| Extract to read |
○ ○ ○ ○ ○
Hamas arrested three Palestinians who fired rockets into Israel from the Gaza Strip on Thursday, a militant faction said, in the first such detentions since the Islamist group and Israel agreed on a cease-fire last month.

Al-Aqsa Martyrs Brigades, a militant offshoot of President Mahmoud Abbas' Fatah faction, said Hamas men pursued its members after the attack and "abducted them" in Jabalya refugee camp.

"We demand their immediate release," said Abu Qusai, a brigades spokesman.

The cease-fire deal calls on Hamas to prevent cross-border rocket fire and attacks from the Gaza Strip and for Israel to halt its raids and ease an economic blockade of the impoverished territory.

Hamas official Sami Abu Zuhri said "we stress that all parties should maintain the national agreement that was reached with a consensus."

Hamas, which seized control of the Gaza Strip a year ago after routing forces loyal to the secular Fatah group, had previously said it would not use force against other militants who violate the truce.

Al Aqsa said it launched two Qassam rockets at the western Negev in retaliation for the Israel Defense Force's killing of an unarmed member of the group as he tried to cross a border fence into Israel earlier in the day. His death marked the first fatality along the Israel-Gaza border since the beginning of the Egypt-brokered truce on June 19.
○ ○ ○ ○ ○
| Required work |
- 1) List every person named in the news report.
- 2) Transcribe the news report between "Al Aqsa said" and "on June 19.", inclusive.
Rely only on the news report above.
○ ○ ○ ○ ○
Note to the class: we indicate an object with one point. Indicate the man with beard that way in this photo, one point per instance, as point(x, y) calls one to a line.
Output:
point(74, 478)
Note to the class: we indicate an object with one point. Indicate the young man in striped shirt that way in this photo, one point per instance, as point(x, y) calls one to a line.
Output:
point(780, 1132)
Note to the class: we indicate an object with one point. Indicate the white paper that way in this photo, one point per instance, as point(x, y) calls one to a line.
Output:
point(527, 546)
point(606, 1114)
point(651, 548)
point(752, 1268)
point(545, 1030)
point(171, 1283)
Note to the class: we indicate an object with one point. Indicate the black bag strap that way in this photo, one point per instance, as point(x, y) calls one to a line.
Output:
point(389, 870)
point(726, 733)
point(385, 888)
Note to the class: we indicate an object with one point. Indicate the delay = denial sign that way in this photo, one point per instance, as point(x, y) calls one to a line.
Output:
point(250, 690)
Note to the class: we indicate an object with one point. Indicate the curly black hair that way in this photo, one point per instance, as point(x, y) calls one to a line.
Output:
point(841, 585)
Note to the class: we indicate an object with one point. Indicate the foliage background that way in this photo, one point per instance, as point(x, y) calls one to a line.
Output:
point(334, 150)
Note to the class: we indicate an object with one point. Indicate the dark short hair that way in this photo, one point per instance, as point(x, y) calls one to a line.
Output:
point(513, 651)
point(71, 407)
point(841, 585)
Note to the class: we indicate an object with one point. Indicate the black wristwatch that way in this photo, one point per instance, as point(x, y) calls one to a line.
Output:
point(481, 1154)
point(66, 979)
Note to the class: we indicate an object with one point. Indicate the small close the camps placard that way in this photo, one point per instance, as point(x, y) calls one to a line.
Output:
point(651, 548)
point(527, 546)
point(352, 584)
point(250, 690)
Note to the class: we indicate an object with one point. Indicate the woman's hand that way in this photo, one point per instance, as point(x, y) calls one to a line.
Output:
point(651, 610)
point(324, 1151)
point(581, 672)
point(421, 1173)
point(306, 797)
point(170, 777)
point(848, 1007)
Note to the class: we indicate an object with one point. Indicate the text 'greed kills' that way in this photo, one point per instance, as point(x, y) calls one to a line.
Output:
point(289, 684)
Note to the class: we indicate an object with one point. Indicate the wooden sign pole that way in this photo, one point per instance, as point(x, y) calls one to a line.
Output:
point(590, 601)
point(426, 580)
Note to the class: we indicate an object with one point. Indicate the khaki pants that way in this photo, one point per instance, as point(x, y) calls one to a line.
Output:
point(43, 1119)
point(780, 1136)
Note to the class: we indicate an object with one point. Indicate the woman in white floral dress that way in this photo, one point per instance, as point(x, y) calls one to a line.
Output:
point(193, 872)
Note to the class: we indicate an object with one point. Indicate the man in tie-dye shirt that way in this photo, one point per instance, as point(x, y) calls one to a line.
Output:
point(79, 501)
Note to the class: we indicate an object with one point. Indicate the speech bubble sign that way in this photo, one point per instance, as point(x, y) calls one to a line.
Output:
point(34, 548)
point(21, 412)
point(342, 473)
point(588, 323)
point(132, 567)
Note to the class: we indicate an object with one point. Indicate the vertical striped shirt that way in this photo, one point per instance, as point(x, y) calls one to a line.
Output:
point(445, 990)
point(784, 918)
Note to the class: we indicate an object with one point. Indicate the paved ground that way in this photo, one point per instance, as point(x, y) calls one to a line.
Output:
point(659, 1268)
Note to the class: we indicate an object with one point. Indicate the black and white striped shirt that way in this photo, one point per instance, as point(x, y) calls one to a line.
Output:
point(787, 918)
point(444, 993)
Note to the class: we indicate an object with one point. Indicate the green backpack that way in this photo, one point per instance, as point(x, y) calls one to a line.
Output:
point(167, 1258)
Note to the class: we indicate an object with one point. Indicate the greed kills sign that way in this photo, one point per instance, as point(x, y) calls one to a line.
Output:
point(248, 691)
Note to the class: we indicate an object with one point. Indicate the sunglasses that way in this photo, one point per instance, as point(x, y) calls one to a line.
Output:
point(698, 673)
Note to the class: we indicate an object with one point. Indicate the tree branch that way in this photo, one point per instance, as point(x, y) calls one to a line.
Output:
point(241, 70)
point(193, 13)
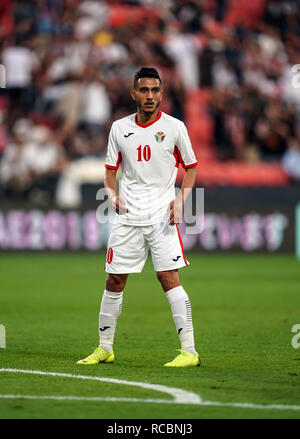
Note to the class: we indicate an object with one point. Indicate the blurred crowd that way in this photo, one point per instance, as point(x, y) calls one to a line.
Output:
point(69, 67)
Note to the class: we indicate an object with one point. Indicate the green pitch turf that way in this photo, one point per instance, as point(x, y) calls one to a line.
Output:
point(243, 307)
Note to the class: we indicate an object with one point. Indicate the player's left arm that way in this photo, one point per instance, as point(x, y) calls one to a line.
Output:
point(188, 160)
point(177, 206)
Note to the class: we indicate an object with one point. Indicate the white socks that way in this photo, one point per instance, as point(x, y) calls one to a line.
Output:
point(111, 307)
point(110, 310)
point(182, 315)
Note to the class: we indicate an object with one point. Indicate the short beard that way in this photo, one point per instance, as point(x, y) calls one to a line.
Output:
point(139, 105)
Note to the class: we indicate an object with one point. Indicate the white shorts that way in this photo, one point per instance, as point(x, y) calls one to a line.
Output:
○ ○ ○ ○ ○
| Answers below |
- 1) Mahmoud Abbas, Abu Qusai, Sami Abu Zuhri

- 2)
Al Aqsa said it launched two Qassam rockets at the western Negev in retaliation for the Israel Defense Force's killing of an unarmed member of the group as he tried to cross a border fence into Israel earlier in the day. His death marked the first fatality along the Israel-Gaza border since the beginning of the Egypt-brokered truce on June 19.